*** Opening of Records shown ***

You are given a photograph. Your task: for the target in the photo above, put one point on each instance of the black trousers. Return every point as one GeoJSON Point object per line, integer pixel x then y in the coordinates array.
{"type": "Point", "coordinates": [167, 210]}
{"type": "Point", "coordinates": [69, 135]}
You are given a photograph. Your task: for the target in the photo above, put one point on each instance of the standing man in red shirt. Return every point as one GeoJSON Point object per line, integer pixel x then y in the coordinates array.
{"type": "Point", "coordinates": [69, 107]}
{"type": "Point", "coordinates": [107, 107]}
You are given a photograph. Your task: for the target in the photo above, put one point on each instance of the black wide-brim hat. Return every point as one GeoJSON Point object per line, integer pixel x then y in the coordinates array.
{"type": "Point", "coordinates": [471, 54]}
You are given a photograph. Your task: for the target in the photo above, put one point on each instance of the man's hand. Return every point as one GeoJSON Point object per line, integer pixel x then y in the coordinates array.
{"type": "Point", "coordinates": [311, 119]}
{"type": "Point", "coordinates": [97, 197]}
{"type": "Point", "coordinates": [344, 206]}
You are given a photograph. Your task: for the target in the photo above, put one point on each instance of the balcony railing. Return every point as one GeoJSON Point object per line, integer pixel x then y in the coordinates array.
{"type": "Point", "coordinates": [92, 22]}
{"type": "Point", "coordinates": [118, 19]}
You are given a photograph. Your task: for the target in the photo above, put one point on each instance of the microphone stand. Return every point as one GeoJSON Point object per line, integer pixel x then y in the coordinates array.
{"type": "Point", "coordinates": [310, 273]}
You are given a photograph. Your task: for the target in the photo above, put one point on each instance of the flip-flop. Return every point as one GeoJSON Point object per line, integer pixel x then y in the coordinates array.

*** Close of Records shown ***

## Your task
The data must be transcribed in full. Every word stays the same.

## Solution to the exercise
You are given a photograph. Your task: for the target in the photo above, put one point on each instance of the black trousers. Return every point as one GeoJSON Point object per line, integer pixel x then y in the coordinates array.
{"type": "Point", "coordinates": [167, 210]}
{"type": "Point", "coordinates": [69, 135]}
You are given a photograph. Your task: for the target in the photo above, put one point on each instance of the standing man in red shirt. Return every point as one GeoJSON Point object per line, integer pixel x then y in the coordinates array.
{"type": "Point", "coordinates": [69, 107]}
{"type": "Point", "coordinates": [107, 107]}
You are given a photograph. Your task: for the target in the photo above, put one point on each instance of the black wide-brim hat. Return every point as one GeoJSON Point object per line, integer pixel x then y in the coordinates array.
{"type": "Point", "coordinates": [471, 54]}
You are given a photograph. Your task: for the target in the photo above, put one point on each instance of the man's hand. Return every point as one GeoJSON Point object per line, integer pixel x then y in the coordinates array.
{"type": "Point", "coordinates": [311, 119]}
{"type": "Point", "coordinates": [97, 197]}
{"type": "Point", "coordinates": [344, 206]}
You are given a photograph. Your task: for the target in the photo above, put one point on each instance of the balcony railing. Return every point as one GeoJSON Point object per line, integer pixel x then y in the coordinates array.
{"type": "Point", "coordinates": [92, 22]}
{"type": "Point", "coordinates": [118, 19]}
You are given a photograph. Your task: for the target in the photo above, put one point on each instance of the microphone stand. Return every point as one GeoJSON Point object per line, integer pixel x then y in the coordinates array.
{"type": "Point", "coordinates": [310, 273]}
You are given a photograph. Your task: for the target in the photo above, put one point on each instance of the flip-flop. Return every point as one GeoJSON Point object per line, integer pixel x then y in the coordinates array.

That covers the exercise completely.